§ TO BE DONE:
Can you copy the items from the very beginning through the line containing "[784,324,829,353]", changing "guardrail" to "crash barrier" and keeping everything else identical?

# start of DATA SECTION

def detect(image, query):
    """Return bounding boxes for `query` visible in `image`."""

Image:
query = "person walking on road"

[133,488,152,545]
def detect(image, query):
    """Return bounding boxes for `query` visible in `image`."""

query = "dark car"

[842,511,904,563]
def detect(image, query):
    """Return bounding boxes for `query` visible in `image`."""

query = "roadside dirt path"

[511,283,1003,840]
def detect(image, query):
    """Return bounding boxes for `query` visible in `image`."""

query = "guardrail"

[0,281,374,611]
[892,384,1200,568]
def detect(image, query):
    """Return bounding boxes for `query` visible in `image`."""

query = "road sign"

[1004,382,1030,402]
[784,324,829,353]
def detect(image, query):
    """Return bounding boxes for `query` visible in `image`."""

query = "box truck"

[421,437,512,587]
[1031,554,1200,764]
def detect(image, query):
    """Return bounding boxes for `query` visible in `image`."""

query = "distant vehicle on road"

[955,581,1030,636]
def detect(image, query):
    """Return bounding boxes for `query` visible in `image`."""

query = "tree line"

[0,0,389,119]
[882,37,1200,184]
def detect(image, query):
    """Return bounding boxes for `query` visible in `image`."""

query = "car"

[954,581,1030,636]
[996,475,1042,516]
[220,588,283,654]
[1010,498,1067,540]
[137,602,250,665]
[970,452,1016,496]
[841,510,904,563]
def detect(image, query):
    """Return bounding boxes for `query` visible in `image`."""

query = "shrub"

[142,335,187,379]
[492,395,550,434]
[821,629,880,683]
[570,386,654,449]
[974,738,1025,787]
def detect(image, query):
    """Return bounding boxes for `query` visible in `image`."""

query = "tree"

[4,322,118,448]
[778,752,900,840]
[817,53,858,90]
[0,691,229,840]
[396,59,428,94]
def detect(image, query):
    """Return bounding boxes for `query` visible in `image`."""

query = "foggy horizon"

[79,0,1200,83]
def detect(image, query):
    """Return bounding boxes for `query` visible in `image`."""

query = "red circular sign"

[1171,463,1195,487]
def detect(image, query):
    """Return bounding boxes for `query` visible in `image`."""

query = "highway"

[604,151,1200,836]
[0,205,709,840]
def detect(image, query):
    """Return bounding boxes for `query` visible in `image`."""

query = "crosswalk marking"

# end of DATA SECTION

§ EXERCISE RESULT:
def detect(image, query):
    """Return bounding boxes for `query` visible in `image`."""

Image:
query = "person walking on road"

[133,488,152,545]
def detect(image, query):
    """Return bounding boxes for `query` visible in `image`."""

query = "dark car"

[842,511,904,563]
def detect(image, query):
    """Return bounding boxes for `query` visible in `image`."""

query = "roadside dirt path"

[511,283,1003,840]
def detect(image, query):
    """Return bounding boxes for `query` visible in `image`."""

query = "crash barrier"

[0,281,374,611]
[892,384,1200,568]
def detect(image, query):
    """Return bounding boxes for `query` visible in `image`."""

query = "road sign"

[1004,382,1030,402]
[784,324,829,353]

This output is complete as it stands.